* **Extracted information**:
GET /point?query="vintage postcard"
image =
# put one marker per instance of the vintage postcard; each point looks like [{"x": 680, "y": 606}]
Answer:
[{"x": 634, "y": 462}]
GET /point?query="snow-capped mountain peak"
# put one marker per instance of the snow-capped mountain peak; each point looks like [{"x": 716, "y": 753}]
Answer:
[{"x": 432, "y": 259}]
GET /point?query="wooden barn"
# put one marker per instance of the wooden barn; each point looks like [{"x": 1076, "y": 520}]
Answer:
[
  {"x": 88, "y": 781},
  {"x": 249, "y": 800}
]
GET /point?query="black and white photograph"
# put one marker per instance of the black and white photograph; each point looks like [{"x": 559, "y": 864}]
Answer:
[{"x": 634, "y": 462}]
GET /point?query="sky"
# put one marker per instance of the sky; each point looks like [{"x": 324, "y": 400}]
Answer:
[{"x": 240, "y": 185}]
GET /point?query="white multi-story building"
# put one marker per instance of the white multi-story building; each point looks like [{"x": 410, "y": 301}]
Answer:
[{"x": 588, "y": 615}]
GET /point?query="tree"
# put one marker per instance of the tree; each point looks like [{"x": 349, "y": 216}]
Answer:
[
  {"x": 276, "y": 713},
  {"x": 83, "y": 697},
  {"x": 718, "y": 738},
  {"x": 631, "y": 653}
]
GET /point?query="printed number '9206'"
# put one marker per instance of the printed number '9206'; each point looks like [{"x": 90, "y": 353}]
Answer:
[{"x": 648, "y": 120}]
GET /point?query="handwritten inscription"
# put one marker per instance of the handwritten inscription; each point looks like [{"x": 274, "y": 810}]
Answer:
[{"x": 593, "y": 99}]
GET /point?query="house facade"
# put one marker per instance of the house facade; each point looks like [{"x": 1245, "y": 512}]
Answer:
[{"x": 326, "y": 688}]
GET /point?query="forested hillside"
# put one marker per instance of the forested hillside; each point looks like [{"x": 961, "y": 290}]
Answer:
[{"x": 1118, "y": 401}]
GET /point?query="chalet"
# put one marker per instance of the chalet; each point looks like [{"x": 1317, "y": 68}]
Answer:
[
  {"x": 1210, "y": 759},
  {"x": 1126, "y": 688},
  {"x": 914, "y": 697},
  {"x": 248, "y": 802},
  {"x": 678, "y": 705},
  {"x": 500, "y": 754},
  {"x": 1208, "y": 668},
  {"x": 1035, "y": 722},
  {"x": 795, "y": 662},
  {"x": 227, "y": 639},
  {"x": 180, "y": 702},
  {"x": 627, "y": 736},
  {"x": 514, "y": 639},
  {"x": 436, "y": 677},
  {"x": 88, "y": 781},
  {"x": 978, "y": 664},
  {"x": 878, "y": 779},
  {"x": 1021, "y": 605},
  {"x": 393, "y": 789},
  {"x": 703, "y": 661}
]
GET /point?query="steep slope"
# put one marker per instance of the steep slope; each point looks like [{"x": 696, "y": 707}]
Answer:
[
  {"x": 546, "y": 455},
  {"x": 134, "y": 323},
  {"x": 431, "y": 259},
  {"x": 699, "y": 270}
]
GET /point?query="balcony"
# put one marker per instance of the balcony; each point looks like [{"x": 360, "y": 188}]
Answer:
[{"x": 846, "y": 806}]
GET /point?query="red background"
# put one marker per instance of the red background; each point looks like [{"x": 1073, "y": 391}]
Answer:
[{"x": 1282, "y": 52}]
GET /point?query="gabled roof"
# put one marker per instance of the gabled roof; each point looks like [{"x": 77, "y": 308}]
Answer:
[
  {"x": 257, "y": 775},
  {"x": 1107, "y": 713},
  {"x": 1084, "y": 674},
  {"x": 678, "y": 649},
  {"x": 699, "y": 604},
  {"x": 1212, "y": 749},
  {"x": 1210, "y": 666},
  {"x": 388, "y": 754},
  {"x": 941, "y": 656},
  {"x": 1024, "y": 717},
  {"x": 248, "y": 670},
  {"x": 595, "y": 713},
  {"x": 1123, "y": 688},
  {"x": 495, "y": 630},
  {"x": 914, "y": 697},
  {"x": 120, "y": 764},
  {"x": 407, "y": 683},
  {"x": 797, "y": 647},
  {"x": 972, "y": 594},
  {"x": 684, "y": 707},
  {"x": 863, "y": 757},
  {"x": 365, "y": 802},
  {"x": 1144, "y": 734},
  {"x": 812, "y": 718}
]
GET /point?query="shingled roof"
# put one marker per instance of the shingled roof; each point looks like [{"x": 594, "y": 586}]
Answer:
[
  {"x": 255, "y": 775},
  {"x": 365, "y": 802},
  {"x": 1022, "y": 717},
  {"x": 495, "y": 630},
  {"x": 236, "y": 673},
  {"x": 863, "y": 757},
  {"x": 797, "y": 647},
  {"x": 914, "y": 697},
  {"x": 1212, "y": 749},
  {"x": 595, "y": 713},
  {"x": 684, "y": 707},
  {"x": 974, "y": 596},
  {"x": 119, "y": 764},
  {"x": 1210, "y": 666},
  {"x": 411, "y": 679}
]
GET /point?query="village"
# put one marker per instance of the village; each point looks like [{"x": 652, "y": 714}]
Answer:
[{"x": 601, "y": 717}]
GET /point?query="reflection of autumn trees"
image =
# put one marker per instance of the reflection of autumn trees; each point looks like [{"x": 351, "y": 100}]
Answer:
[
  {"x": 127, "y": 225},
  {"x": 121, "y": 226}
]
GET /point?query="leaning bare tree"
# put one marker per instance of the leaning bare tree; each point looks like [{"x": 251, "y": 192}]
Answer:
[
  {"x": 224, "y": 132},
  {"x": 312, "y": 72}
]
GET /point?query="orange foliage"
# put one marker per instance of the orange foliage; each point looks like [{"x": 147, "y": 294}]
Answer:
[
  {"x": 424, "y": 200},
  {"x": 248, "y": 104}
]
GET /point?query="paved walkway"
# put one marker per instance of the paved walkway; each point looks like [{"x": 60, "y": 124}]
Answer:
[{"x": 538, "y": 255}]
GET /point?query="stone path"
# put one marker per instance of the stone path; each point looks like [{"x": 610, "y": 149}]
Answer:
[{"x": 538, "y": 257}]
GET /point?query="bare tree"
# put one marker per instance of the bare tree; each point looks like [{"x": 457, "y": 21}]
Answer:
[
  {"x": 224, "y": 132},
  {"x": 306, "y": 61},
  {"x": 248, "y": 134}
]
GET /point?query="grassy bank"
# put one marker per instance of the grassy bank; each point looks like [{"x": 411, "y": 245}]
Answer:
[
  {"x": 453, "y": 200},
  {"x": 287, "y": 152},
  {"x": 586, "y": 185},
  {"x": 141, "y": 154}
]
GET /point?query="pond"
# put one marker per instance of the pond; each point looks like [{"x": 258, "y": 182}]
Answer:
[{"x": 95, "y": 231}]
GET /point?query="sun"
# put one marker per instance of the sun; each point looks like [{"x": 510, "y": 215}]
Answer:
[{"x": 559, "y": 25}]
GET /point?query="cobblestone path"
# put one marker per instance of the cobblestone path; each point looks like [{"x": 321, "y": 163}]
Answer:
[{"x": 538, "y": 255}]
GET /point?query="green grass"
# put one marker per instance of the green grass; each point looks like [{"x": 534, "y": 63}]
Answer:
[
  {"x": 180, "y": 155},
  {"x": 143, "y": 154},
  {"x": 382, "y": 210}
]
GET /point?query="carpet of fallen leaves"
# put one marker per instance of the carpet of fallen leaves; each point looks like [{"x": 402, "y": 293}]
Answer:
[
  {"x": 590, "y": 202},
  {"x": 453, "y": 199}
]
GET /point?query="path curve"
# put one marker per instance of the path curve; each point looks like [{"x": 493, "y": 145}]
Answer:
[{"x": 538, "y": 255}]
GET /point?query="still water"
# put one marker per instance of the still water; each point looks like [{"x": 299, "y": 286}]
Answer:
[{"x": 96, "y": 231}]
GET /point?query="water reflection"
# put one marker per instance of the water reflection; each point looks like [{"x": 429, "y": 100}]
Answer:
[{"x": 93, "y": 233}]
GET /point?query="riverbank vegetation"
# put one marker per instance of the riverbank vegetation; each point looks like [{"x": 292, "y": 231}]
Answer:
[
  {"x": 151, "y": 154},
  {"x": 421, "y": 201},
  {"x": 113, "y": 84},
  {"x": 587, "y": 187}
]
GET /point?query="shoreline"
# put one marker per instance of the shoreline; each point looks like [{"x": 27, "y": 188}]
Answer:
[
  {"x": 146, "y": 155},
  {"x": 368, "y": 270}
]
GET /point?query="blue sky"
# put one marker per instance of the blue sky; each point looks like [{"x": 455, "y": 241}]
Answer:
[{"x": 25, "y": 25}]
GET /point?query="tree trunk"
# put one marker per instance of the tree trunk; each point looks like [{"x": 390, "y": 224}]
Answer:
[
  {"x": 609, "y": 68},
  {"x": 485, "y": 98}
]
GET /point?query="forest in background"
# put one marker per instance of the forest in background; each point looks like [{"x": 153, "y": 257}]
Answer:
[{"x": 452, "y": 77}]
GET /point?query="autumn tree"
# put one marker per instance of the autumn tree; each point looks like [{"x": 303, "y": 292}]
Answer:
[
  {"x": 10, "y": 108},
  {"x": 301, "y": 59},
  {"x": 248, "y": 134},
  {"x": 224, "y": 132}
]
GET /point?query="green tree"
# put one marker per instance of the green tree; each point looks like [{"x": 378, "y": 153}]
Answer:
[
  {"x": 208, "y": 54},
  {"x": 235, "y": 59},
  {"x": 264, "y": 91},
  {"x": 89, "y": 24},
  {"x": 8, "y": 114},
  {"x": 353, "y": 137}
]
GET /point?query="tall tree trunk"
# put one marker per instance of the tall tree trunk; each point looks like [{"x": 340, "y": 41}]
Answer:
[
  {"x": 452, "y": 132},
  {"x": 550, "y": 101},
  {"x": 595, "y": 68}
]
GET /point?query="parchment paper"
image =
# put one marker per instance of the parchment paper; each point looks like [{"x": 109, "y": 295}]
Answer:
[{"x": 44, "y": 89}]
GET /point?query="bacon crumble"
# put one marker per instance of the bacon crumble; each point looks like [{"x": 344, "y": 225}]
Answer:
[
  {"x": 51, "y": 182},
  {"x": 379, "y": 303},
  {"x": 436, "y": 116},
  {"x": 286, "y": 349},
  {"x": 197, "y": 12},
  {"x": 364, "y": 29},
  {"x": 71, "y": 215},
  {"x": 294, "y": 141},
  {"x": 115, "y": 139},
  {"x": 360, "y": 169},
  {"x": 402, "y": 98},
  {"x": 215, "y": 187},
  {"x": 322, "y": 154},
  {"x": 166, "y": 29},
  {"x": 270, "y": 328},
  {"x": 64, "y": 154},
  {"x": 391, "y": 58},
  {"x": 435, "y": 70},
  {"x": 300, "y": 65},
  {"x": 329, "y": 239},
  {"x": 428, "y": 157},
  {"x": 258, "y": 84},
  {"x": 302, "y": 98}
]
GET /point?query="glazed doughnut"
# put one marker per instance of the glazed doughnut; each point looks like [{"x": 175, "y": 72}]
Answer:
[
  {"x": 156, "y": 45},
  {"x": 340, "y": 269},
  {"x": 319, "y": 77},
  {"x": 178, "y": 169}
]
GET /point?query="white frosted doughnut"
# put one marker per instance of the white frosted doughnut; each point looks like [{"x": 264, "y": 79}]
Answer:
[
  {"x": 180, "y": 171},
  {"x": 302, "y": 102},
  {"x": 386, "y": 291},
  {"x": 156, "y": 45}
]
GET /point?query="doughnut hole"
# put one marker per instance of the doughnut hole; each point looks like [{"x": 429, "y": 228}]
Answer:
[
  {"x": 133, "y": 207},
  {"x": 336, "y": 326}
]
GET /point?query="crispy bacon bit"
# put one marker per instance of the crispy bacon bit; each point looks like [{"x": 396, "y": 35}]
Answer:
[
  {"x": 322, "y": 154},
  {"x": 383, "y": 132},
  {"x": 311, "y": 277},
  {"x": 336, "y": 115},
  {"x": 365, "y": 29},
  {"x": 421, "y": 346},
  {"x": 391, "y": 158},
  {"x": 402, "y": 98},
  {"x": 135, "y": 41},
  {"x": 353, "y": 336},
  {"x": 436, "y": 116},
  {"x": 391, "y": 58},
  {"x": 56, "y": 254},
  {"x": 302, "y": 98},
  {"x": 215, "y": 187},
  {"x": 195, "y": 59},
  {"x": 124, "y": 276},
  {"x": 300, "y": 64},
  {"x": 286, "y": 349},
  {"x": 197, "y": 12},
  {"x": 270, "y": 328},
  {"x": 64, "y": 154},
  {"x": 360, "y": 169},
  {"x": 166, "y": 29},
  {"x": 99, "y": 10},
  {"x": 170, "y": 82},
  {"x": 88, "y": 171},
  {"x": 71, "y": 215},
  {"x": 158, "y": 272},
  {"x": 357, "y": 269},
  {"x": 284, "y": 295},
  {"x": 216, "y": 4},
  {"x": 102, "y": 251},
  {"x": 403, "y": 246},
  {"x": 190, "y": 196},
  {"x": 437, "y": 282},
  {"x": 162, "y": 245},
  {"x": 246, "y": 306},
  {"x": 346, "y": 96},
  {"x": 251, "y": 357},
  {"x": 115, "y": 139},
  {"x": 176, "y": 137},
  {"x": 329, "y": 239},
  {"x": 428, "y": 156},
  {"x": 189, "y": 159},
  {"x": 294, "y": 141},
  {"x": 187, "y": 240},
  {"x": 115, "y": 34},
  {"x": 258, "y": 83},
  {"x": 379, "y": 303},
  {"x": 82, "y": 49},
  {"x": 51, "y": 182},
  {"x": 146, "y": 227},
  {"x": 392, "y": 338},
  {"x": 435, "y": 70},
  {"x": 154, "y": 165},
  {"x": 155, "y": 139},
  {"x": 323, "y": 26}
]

* **Your goal**: How many of the lines above contain the word "handwritten"? Reply with the number alone.

* **Response to the exercise**: 2